(Data records)
········

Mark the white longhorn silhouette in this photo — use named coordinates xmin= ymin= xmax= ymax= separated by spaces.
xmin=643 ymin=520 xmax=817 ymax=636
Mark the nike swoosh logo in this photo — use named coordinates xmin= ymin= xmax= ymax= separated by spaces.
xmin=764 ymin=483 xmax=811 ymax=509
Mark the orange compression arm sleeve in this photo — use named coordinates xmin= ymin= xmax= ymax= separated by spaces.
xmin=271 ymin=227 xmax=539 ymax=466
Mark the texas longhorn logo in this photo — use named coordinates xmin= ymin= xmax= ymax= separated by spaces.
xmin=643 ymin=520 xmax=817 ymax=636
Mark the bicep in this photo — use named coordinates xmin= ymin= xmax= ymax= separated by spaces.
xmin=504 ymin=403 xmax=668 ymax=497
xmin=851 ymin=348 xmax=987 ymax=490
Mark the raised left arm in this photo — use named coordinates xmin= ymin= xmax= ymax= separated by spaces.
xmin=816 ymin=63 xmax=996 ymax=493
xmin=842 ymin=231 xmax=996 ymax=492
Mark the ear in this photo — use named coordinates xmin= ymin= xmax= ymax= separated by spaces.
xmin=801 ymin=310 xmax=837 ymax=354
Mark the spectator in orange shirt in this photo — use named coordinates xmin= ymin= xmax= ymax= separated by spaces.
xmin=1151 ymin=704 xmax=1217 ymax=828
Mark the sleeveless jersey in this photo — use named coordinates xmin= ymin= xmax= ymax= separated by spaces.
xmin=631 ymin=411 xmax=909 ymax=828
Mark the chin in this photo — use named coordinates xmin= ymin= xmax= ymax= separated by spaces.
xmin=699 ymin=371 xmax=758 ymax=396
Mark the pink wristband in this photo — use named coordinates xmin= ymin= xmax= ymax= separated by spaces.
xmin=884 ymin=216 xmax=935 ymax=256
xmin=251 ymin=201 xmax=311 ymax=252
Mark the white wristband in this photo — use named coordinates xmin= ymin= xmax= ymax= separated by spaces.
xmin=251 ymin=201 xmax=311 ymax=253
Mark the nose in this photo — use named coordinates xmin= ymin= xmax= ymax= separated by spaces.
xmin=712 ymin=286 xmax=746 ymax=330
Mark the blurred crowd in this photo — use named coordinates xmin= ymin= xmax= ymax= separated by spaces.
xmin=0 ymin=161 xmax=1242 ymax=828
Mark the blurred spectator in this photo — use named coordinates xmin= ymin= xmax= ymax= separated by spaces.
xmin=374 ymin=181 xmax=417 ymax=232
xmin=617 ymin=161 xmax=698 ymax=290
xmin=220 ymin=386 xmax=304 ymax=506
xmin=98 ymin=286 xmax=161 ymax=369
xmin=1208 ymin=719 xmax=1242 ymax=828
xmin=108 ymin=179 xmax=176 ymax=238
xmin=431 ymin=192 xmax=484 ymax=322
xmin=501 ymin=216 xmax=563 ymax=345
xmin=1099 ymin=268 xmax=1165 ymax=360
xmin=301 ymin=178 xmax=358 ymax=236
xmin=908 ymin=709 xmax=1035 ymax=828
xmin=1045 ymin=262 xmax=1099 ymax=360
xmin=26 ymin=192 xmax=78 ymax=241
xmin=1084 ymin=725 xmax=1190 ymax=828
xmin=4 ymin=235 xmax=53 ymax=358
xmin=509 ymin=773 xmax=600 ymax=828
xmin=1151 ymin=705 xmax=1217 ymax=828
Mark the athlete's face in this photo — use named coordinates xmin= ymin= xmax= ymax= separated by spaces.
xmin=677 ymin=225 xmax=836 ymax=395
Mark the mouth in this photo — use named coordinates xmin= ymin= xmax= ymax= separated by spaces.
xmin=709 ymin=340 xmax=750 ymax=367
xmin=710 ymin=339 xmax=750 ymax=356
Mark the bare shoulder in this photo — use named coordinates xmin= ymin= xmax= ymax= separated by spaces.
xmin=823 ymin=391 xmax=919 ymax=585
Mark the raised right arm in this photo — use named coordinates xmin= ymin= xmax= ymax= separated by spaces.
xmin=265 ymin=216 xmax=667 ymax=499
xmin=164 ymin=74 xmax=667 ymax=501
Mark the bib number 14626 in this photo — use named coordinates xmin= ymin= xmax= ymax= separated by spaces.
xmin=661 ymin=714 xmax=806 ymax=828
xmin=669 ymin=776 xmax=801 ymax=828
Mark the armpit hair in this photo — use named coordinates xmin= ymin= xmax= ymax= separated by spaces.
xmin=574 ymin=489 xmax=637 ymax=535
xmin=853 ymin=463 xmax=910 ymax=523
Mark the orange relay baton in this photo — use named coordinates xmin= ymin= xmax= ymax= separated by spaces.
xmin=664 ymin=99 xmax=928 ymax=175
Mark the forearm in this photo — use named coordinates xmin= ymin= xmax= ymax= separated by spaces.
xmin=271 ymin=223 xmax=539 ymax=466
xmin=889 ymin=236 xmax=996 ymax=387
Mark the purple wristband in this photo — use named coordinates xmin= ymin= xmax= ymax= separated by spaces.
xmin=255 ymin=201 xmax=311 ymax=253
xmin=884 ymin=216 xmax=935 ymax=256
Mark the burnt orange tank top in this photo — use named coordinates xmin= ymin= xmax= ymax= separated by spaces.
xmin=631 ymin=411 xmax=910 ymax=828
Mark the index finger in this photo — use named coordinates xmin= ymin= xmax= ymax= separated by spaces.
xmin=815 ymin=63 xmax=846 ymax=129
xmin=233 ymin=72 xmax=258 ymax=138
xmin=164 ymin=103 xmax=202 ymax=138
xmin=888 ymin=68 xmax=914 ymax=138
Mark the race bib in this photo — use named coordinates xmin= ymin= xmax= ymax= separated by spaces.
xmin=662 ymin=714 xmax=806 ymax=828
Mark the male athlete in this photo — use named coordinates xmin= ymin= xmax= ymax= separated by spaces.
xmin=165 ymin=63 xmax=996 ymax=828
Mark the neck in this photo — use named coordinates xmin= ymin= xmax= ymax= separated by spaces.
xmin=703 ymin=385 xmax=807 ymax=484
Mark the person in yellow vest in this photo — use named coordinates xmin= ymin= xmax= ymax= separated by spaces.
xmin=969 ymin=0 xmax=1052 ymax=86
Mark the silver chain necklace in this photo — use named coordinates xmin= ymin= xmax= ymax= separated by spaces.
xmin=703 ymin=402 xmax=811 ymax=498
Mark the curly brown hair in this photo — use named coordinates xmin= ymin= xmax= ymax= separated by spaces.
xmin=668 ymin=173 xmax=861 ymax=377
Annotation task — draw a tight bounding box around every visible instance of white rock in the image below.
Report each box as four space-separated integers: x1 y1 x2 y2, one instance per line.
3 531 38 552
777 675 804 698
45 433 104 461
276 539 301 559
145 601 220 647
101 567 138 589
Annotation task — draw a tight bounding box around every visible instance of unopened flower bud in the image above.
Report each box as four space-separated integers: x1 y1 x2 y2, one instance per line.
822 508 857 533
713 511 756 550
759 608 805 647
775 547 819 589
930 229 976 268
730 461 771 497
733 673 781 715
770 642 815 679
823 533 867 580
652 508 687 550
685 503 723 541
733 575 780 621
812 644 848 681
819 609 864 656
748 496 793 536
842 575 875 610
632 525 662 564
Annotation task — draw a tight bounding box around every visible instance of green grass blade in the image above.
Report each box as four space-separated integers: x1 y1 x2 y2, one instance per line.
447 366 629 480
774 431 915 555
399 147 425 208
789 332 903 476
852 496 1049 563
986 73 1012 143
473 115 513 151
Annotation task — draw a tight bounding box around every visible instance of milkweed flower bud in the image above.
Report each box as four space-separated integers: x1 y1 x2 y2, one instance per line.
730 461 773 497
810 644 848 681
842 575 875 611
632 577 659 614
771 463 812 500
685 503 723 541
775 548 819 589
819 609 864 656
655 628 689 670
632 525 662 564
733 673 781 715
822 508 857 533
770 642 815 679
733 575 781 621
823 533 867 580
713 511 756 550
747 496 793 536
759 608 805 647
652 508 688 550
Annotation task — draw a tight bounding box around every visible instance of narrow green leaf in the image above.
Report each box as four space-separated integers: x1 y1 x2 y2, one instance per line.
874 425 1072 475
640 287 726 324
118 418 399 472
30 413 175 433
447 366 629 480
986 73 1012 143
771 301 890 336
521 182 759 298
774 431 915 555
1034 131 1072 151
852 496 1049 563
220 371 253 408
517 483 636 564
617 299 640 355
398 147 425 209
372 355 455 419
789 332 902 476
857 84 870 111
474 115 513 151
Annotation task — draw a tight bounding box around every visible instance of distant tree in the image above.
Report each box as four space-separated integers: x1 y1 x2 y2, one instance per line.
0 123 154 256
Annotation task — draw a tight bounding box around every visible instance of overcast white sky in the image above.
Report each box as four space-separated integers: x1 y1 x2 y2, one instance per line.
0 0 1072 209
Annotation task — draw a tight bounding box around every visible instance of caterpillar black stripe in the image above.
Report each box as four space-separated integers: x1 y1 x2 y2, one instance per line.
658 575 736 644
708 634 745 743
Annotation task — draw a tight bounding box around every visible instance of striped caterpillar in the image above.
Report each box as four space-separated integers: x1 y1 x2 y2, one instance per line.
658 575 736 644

········

◆ **WHAT YOU HAVE TO DO**
How many lines of the material above contain the string "hair"? Give only the number.

◆ **THE RESPONSE**
2